# What is needed
Rewrite the items below, swapping every "drop one marker" for "place one dot" and leaving all other text unchanged.

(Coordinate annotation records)
* START *

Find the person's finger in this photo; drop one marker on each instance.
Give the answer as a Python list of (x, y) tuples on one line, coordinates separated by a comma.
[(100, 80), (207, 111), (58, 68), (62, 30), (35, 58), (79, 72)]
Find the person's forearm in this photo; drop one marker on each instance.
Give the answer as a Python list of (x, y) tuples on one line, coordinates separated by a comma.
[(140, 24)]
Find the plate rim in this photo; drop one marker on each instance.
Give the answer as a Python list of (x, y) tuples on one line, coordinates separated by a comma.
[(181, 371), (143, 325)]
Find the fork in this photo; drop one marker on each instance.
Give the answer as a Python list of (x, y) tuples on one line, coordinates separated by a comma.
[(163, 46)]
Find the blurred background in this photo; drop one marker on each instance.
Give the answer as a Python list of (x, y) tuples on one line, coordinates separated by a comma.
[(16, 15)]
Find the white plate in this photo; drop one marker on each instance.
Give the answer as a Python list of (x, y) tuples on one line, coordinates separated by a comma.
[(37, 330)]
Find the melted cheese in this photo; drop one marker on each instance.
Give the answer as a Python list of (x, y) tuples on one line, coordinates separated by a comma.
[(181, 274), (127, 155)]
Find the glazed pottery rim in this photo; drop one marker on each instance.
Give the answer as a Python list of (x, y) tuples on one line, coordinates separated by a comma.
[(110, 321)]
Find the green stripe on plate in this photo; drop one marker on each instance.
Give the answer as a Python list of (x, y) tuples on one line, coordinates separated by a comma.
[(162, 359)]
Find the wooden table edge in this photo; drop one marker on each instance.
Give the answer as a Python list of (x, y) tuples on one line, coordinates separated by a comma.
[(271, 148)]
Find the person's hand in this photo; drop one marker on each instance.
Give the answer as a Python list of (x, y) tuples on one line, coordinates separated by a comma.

* END *

# Task output
Find the person's finger in this photo; place one dot on each instance.
Give the answer as a Python list of (x, y) tuples on one line, coordinates separated by a comma.
[(100, 80), (207, 111), (58, 68), (62, 30), (35, 58), (79, 72)]
Find the person's forearm in this photo; place one dot on each instance.
Give the answer as a Python list of (x, y) tuples on one line, coordinates separated by a comma.
[(140, 24)]
Find the plate rim in this photo; place one dot on each instance.
Give the answer as a Python list of (x, y) tuples on one line, coordinates separated by a comma.
[(181, 371), (143, 325)]
Find the fork in this photo; place one dot on each instance.
Give the answer as a Python list of (x, y) tuples on one line, coordinates separated by a comma.
[(163, 46)]
Find the blurred background in this photo; place one dot on each instance.
Give the answer as a Python list of (x, y) tuples on one line, coordinates separated by a comma.
[(16, 15)]
Find the white plate in this photo; place one dot on each instance.
Give the answer as a Python list of (x, y) tuples on one line, coordinates separated by a comma.
[(37, 330)]
Find the melted cheese in this photo; place one dot on each instance.
Give the answer as a Python list of (x, y) tuples on one line, coordinates separated by a comma.
[(181, 274), (127, 155)]
Find the glazed pottery rim in this photo; place one dot on each instance.
Give the answer as a Python list of (x, y) tuples on one line, coordinates separated by a comma.
[(110, 321)]
Find the green stripe on plate in this photo; place one dot on each instance.
Give the answer as a Python list of (x, y) tuples on one line, coordinates separated by a comma.
[(162, 359)]
Find the wooden table edge in this photo; place one dot on each instance.
Give the answer as a Python list of (x, y) tuples on one line, coordinates separated by a comma.
[(271, 148)]
Find the person's hand in this photo; place one dot on each instance.
Give the answer as a Python list of (x, y) tuples on one line, coordinates separated by a comma.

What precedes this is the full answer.